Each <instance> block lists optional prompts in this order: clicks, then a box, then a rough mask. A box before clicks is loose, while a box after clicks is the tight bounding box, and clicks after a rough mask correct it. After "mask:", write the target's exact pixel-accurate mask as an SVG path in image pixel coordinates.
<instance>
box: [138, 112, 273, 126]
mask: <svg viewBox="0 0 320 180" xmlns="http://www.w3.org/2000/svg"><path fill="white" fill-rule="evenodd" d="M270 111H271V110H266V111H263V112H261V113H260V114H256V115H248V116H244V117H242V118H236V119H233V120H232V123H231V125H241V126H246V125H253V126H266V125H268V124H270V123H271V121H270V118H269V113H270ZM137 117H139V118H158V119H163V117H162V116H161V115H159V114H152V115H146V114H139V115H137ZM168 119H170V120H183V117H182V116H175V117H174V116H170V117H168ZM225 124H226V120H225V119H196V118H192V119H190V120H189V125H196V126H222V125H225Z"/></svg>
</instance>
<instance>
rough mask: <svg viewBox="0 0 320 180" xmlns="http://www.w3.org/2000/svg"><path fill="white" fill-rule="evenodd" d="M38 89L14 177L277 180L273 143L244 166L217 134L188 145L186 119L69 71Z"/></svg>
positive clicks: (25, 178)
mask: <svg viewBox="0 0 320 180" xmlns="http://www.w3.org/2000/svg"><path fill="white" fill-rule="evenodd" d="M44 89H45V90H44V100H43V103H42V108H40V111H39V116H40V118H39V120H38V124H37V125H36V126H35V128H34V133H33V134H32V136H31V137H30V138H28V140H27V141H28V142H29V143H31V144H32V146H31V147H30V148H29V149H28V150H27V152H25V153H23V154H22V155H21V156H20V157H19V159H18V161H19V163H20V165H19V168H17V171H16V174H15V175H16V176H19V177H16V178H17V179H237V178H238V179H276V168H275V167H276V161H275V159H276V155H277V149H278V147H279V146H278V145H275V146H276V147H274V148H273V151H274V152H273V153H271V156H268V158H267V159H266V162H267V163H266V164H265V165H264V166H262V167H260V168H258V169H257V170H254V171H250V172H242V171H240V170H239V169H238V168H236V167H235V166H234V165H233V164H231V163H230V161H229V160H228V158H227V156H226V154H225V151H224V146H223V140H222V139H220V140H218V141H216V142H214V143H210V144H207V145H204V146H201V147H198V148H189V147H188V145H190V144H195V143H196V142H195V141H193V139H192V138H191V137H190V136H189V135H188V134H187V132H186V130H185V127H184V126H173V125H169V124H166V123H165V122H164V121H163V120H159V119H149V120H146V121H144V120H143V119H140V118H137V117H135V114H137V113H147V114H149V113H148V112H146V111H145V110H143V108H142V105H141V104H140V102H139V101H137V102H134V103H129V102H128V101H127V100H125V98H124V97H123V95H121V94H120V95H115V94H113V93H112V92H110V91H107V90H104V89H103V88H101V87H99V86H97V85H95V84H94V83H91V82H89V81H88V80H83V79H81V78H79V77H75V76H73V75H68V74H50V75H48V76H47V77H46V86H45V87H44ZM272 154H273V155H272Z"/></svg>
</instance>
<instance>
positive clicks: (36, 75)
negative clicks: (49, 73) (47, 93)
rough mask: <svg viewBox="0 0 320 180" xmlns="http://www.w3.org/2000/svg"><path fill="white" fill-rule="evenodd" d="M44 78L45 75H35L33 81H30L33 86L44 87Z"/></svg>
§
If a line in the entries above holds the word "rough", count it; then report the total alone.

Your solution: 3